*What this task involves:*
Would you show every line from the records that holds "dark"?

"""

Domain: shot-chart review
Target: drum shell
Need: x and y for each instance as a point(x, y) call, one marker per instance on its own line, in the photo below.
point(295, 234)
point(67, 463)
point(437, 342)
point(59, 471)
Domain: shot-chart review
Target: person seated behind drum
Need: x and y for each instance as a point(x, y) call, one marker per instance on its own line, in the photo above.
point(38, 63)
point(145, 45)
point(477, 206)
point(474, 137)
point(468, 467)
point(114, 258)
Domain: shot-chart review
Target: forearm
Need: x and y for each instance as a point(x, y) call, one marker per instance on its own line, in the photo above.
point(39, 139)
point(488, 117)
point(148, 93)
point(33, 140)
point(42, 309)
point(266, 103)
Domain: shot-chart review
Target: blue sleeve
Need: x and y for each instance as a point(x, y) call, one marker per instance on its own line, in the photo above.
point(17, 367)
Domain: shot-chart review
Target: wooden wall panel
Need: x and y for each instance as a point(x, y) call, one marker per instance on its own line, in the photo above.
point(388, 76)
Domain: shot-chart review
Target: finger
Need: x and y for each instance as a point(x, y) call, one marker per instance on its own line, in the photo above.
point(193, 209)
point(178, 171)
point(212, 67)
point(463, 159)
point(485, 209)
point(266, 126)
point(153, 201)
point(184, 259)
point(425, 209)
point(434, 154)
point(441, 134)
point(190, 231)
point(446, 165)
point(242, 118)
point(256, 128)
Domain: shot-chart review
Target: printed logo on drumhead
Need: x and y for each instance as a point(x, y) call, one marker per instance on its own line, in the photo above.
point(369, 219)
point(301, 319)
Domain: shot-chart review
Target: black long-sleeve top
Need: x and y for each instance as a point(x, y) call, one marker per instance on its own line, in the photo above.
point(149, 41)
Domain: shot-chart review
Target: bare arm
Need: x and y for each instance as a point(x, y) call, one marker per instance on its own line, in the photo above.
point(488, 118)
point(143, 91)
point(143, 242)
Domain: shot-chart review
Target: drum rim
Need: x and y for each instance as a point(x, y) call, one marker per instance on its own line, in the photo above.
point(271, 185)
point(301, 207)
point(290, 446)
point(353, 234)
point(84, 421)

"""
"""

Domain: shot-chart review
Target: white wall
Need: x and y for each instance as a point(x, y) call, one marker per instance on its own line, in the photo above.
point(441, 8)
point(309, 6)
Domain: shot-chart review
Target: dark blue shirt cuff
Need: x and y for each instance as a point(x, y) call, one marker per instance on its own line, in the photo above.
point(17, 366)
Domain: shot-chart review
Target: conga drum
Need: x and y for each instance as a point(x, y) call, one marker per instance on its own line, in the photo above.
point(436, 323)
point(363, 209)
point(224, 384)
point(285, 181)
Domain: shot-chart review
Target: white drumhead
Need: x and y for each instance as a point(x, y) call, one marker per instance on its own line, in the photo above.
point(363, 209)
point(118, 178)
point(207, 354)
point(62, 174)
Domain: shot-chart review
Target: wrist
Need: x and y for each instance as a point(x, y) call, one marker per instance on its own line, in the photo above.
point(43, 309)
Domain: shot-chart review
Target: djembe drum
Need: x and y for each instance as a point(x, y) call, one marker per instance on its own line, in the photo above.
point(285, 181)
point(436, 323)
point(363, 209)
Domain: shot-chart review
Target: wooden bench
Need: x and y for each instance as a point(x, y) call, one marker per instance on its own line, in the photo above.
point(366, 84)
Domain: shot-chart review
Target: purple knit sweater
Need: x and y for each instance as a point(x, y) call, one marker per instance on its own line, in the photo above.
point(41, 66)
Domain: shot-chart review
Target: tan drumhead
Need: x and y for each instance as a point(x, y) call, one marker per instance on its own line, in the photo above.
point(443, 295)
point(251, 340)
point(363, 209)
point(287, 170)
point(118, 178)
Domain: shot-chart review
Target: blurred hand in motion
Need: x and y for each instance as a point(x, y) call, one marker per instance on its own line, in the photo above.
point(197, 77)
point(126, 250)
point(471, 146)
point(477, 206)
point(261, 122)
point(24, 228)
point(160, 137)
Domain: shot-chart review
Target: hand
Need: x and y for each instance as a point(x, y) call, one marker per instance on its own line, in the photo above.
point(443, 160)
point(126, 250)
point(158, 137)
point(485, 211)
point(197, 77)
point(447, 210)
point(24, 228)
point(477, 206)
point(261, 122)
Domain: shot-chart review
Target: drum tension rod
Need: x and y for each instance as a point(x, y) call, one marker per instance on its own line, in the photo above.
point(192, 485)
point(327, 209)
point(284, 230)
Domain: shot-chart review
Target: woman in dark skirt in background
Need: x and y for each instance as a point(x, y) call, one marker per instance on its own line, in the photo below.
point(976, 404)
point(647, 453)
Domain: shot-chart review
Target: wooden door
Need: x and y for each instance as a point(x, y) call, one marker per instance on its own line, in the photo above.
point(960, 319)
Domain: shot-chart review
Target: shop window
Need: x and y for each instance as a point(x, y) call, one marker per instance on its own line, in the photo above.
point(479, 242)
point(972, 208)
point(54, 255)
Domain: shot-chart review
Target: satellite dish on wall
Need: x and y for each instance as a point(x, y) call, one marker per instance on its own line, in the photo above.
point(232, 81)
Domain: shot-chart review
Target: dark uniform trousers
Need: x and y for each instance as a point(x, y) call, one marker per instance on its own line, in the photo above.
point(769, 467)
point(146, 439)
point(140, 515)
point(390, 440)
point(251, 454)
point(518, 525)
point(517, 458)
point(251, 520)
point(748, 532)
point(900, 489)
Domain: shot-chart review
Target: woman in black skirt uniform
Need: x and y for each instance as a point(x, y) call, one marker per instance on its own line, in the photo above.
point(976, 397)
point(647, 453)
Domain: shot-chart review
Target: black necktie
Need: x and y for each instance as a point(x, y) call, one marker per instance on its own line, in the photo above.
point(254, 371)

"""

*Answer to the problem:*
Target: dark blue shirt cuff
Target: woman in dark skirt in background
Target: dark uniform trousers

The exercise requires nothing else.